* DATA SHOWN *
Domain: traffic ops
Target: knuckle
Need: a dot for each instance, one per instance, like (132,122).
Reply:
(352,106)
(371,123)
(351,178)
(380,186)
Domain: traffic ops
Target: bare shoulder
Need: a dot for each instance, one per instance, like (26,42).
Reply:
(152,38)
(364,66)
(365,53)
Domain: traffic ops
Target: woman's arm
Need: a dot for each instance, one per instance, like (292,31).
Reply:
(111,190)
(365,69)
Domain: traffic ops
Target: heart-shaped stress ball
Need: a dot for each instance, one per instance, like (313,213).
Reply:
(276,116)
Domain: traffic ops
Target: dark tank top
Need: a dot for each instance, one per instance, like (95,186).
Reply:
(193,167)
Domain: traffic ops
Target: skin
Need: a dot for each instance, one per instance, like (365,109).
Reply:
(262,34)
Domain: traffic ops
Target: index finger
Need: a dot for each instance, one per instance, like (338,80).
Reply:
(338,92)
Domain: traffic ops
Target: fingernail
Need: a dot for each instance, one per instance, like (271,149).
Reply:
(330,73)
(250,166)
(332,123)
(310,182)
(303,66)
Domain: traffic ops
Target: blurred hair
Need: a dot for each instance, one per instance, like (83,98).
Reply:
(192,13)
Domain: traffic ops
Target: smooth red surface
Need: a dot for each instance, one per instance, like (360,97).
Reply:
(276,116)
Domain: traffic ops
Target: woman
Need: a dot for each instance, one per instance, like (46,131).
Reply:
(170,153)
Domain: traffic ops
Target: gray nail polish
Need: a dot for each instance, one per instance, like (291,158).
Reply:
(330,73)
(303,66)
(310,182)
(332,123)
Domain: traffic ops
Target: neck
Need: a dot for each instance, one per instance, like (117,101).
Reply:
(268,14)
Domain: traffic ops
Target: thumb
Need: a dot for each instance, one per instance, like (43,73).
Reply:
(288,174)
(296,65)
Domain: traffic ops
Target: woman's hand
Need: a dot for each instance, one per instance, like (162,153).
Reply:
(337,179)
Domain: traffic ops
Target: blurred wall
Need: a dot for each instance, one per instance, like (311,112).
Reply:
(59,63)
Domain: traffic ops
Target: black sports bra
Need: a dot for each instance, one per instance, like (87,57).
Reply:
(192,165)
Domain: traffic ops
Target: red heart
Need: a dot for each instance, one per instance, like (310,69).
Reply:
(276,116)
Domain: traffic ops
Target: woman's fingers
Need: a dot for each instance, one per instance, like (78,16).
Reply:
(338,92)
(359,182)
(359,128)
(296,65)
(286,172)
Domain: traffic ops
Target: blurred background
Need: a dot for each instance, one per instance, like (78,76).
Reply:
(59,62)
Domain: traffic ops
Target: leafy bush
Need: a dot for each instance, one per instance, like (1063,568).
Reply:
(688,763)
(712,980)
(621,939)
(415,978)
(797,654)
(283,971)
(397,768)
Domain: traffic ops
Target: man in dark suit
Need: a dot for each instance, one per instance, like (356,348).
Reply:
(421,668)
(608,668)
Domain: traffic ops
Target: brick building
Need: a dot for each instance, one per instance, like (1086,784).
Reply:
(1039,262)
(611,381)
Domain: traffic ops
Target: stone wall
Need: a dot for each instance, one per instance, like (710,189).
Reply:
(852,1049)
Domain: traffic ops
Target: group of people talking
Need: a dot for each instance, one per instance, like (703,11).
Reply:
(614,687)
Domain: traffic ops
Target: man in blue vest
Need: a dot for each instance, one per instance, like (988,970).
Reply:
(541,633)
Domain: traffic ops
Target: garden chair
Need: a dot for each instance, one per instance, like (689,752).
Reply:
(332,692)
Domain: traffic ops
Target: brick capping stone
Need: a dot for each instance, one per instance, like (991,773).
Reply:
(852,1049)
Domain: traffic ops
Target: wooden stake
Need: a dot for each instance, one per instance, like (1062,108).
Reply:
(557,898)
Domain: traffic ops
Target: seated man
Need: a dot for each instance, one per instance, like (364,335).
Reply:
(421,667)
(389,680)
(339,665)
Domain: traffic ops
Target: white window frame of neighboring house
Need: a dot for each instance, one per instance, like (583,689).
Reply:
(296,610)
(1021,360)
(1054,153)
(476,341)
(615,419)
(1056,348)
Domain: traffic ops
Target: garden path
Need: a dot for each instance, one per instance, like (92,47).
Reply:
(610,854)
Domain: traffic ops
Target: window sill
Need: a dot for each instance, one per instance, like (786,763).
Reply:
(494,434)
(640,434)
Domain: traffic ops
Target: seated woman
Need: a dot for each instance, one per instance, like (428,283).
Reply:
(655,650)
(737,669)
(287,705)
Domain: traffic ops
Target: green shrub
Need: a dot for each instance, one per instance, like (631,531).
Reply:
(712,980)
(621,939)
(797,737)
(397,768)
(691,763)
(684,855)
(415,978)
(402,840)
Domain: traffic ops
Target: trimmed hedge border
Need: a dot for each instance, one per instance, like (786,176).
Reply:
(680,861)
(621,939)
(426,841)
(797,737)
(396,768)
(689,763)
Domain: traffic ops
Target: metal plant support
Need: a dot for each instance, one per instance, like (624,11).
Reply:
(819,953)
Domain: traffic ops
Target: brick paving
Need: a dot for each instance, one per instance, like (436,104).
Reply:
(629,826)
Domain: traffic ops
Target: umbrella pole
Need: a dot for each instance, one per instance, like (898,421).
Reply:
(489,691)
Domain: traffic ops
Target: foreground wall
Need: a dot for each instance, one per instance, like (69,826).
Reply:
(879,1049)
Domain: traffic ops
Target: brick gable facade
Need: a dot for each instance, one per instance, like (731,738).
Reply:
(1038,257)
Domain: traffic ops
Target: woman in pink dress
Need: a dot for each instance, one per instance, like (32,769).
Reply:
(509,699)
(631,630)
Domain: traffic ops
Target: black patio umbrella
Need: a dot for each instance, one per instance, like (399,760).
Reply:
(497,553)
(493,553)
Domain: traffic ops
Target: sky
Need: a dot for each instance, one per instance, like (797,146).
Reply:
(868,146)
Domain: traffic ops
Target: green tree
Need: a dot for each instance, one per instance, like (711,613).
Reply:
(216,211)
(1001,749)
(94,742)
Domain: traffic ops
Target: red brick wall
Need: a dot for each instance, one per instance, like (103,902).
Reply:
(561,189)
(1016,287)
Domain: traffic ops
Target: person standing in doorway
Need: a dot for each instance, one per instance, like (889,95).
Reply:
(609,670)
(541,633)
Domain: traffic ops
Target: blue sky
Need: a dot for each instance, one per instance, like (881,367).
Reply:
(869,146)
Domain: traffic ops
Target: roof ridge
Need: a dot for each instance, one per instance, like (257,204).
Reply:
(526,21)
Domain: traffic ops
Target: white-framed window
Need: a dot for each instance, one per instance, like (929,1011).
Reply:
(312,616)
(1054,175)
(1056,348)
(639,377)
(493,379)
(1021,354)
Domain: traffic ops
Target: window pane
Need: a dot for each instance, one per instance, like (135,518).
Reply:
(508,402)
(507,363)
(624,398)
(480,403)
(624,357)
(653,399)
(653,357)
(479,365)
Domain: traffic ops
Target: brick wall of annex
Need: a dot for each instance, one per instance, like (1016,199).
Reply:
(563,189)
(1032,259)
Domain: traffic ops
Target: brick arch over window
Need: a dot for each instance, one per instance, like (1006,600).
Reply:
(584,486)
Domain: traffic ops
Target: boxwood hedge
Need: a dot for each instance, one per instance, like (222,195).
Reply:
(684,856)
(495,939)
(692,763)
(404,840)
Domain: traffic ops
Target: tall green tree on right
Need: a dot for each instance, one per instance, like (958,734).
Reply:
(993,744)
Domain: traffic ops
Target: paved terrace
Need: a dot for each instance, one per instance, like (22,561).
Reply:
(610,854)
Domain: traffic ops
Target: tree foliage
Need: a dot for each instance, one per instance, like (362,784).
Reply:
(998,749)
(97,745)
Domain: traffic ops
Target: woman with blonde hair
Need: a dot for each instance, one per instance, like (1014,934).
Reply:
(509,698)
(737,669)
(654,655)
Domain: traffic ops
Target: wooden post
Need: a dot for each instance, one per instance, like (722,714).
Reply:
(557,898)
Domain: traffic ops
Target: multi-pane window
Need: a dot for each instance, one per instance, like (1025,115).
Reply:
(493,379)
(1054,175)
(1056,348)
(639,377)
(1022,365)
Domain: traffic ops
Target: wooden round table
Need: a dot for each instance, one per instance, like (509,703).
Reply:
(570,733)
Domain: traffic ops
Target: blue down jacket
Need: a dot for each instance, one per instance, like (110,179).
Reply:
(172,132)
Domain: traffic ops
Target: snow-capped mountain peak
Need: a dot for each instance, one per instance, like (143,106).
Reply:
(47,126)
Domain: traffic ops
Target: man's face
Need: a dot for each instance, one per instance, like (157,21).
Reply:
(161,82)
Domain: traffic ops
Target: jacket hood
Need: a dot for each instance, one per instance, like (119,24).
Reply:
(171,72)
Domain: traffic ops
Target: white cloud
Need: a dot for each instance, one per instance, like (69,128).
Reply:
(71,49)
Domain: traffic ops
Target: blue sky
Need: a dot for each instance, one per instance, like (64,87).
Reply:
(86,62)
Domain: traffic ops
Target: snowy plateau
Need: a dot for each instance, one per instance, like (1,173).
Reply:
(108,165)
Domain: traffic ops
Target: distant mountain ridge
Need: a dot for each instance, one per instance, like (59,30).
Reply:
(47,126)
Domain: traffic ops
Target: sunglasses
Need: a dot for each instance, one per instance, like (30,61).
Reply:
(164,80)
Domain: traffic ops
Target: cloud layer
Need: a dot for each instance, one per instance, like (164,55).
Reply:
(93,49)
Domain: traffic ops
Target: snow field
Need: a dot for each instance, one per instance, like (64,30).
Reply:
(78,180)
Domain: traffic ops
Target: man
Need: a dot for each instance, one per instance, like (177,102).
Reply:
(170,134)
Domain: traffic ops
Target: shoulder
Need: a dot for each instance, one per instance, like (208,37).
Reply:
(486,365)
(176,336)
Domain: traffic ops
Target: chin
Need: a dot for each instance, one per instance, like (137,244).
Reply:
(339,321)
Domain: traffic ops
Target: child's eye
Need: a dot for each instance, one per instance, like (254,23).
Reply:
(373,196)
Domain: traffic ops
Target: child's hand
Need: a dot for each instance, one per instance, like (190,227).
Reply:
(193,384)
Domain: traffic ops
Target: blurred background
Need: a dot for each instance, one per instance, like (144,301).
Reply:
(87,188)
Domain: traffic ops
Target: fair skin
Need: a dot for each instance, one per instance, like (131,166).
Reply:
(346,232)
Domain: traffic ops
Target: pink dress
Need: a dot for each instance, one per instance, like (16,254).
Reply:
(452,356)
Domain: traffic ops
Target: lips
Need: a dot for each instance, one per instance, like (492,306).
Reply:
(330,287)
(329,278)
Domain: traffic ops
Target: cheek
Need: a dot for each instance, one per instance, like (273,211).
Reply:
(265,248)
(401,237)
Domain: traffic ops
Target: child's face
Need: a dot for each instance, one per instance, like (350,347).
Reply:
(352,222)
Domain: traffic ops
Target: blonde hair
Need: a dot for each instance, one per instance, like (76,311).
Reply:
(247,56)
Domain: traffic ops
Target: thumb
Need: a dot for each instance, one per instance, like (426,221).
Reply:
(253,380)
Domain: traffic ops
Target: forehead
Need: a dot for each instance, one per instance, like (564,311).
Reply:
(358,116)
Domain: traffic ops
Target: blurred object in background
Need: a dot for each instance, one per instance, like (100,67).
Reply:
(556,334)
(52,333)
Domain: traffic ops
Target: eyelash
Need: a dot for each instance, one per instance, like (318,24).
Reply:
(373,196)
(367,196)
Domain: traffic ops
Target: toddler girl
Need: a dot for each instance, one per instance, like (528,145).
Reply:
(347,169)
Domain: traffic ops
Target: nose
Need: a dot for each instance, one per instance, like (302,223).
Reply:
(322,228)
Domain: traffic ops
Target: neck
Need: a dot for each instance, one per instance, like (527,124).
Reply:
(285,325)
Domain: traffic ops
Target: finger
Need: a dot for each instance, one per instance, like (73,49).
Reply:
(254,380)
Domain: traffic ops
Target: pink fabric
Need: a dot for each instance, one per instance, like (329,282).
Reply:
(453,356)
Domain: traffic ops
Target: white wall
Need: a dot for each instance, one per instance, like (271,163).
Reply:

* DO THIS *
Gather every line of the material above that contains the string "hand".

* FINAL RESULT *
Target: woman's hand
Target: child's hand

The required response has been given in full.